— EXERCISE A —
In the forum post, where did the writer buy the NGK plugs?
— EXERCISE B —
Return the passage of the forum post that begins at the words "That's true, there" and stops after "a round tuit.....", copied word for word.

— TEXT TO READ —
+++
Previously ian_cordes wrote:

That's true, there have been fake NGK's, whereas maybe no crooks think it is worth faking Champions! As I said, opinions are divided....

I bought these particular NGK's from the local bike shop, who I think will stock genuine items. I will try another set from another source, perhaps.

I guess you need to suit your carb/plug settings to your fuel. It may well be that plugs; or carb settings; which work ok with one fuel, need adjusting for a different fuel. If you have ever raced, you will know that the racing fuel on sale at the circuits will wreck your engine if it is not set up for it, so changes have to be made.

I think the 4S cam is fine...... possibly surpassed by the PW3, though, which is going in my Commando Proddie Racer, when I can get around to it... a round tuit.....

I may well heed Peter Stowe's advice and get a tufnell insulator, though.
+++
— RECORDED DATA —
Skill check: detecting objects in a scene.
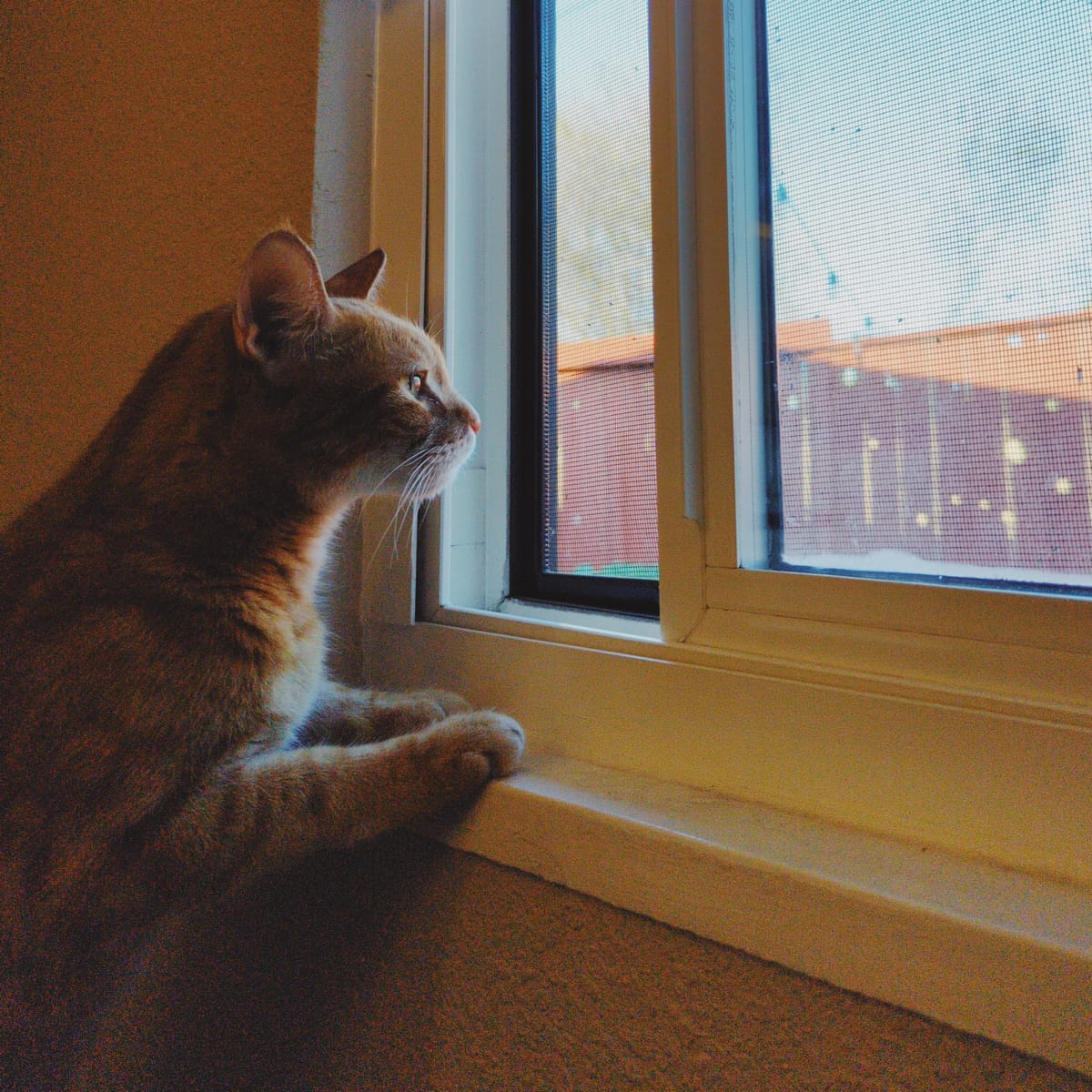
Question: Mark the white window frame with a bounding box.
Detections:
[351,0,1092,1074]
+++
— WRITTEN SOLUTION A —
From the local bike shop.

— WRITTEN SOLUTION B —
That's true, there have been fake NGK's, whereas maybe no crooks think it is worth faking Champions! As I said, opinions are divided....

I bought these particular NGK's from the local bike shop, who I think will stock genuine items. I will try another set from another source, perhaps.

I guess you need to suit your carb/plug settings to your fuel. It may well be that plugs; or carb settings; which work ok with one fuel, need adjusting for a different fuel. If you have ever raced, you will know that the racing fuel on sale at the circuits will wreck your engine if it is not set up for it, so changes have to be made.

I think the 4S cam is fine...... possibly surpassed by the PW3, though, which is going in my Commando Proddie Racer, when I can get around to it... a round tuit.....